● **Text zum Lesen**:
——————

Wieso mischt man sich bei Religionsfragen als Atheist ein?

16 Antworten

Religion geht auch Atheisten etwas an. Wir leben schließlich nicht in einem gesellschaftlichen Vakuum. Das wäre kein Problem, wenn die Religion Privatsache wäre, wie es sich gehört. Aber die Gläubigen versuchen immer noch, über Ihre Religion Einfluss zu nehmen auf die Moral, das Verhalten.

Es wäre recht einfach: Wenn Du Abtreibung aus „religiösen Gründen“ für falsch hältst, treibe nicht ab. Wenn Du anderen aus Deinem Glauben heraus das ebenfalls verbieten möchtest, richte Dich auf Widerstand ein. Das gilt für alles, das ist nur ein Beispiel. Wenn Gott etwas von mir möchte, soll er es mir sagen -- und nicht Du. Du hast absolut nicht das geringste Recht, für Gott zu sprechen, seine Abwesenheit und sein Schweigen auszunutzen, um Deine Ideen zu verbreiten. Aber Gläubige sehen das nicht ein, sie meinen, das sei sogar ihre Pflicht. Sie maßen sich an, genau zu wissen, was Gott von ihnen und vor allem von anderen will. Wenn man sie dann kritisiert, ziehen sie sich auf die Position zurück, dass niemand was über Gott wissen kann. Das geht nicht. Sie mögen sich ja einbilden, zu wissen, was der Gott von ihnen will, von dem man nichts wissen kann. Aber was interessiert mich ihre Einbildung?

Natürlich haben gerade die Christen (nicht nur die) immer versucht, Atheisten am Reden zu hindern. Früher machte man das mit Gewalt, Atheisten wurden umgebracht, wenn sie sich dazu geäußert haben. Die meisten haben dazu geschwiegen, weil man sich nicht gerne von Fanatikern mit verrückten Ideen umbringen lässt.

——————

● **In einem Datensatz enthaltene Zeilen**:
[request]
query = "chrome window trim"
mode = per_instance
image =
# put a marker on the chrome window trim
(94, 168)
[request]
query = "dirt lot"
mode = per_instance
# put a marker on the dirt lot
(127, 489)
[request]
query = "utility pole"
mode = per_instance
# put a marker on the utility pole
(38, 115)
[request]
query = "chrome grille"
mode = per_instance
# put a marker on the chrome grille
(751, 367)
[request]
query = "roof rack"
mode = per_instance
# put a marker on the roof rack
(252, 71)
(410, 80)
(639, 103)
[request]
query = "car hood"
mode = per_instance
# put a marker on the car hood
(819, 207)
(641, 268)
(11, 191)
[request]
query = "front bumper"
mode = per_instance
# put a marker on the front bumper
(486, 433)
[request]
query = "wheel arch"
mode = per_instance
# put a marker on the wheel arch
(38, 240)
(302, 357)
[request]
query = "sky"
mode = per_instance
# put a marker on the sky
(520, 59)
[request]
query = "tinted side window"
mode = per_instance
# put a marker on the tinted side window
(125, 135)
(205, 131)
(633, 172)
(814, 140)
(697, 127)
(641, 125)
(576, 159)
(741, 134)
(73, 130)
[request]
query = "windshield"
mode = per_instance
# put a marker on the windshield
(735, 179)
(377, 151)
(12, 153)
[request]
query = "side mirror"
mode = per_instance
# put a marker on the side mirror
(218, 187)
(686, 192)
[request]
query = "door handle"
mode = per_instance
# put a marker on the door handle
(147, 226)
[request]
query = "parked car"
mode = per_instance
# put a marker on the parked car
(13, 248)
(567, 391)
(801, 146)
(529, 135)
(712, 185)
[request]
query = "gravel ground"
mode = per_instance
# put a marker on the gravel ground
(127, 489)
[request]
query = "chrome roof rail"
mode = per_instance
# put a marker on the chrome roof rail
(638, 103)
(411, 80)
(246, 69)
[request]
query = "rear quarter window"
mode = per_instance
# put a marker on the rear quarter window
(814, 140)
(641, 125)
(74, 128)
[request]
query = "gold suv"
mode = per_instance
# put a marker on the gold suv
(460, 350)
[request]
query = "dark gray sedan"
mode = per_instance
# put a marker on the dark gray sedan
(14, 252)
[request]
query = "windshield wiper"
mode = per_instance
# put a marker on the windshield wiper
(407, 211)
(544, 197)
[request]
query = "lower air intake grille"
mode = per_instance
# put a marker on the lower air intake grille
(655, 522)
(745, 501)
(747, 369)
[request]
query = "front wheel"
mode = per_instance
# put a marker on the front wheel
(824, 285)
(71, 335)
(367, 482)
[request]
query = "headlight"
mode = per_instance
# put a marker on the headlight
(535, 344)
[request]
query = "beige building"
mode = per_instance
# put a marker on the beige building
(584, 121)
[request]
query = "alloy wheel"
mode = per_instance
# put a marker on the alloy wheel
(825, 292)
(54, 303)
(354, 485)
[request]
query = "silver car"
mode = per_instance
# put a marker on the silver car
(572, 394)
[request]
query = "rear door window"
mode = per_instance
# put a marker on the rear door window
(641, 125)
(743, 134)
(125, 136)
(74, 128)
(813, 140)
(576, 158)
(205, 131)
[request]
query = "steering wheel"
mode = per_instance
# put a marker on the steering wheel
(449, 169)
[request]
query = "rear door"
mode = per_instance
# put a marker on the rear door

——————

● **Bitte bearbeiten**:
A. Suche jede Zeile heraus, in der die Zeichenfolge „window“ vorkommt, und schreibe sie ab.
B. Führe den Text über Atheisten und Religion weiter, wo er aufhört.
Der Text und die Zeilen haben nichts miteinander zu tun.

● **Lösungen unten**:
A.
query = "chrome window trim"
# put a marker on the chrome window trim
query = "tinted side window"
# put a marker on the tinted side window
query = "rear quarter window"
# put a marker on the rear quarter window
query = "rear door window"
# put a marker on the rear door window

B.
Heute versucht man immer noch, Atheisten zum Schweigen zu verdammen. Die Mittel sind andere: Man diskutiert friedlich mit seinen Glaubensgenossen, wie man sich in der Gesellschaft besser durchsetzt, wie man die als böse und unmoralisch verleumdeten Atheisten bekämpfen kann, wie falsch die doch liegen. Dabei scheut man sich nicht, in voller Unkenntnis für die Atheisten zu reden und Unsinn zu verbreiten.

Unsinn und Falschheiten wie:

  • Atheisten haben keine Moral (oder keine Gründe, eine zu haben)
  • Atheisten sind alle Nihilisten
  • Atheisten glauben auch nur
  • Atheismus ist eine Religion
  • Atheisten sind felsenfest davon überzeugt, dass es keinen Gott gibt
  • Atheisten sind davon überzeugt, dass alles aus dem Nichts entstanden sind
  • Atheisten glauben an den Zufall
  • Atheisten glauben an die Wissenschaft
  • … und dergleichen mehr.

Dann wundert man sich, wenn sich Atheisten plötzlich zu Wort melden. Eigentlich müsste die erste Antwort auf jede religiöse Frage zunächst von einem Atheisten kommen, damit die Gläubigen wissen: Achtung, es sind Atheisten anwesend, wir müssen uns jetzt mit Verleumdungen und Unterstellungen etwas zurückhalten. Denn wenn man sieht, was so an Falschheiten über uns mit einer Selbstverständlichkeit verbreitet wird, bei der man nicht weiß, ob Ignoranz oder Rechthaberei gerade die Oberhand hat, dann graust es einen.

Bei uns herrscht Meinungsfreiheit, erkämpft übrigens auch von Atheisten. Der erste König in Europa, der Religionsfreiheit zuließ, war Friedrich der Große, bekennender Atheist. Wir können nicht jeden Unsinn unwidersprochen im Raum stehen lassen, darauf hoffen die Esoteriker, Obskurantisten und sonstige Gläubige natürlich. Pech gehabt. Das wird nicht passieren, findet Euch damit ab.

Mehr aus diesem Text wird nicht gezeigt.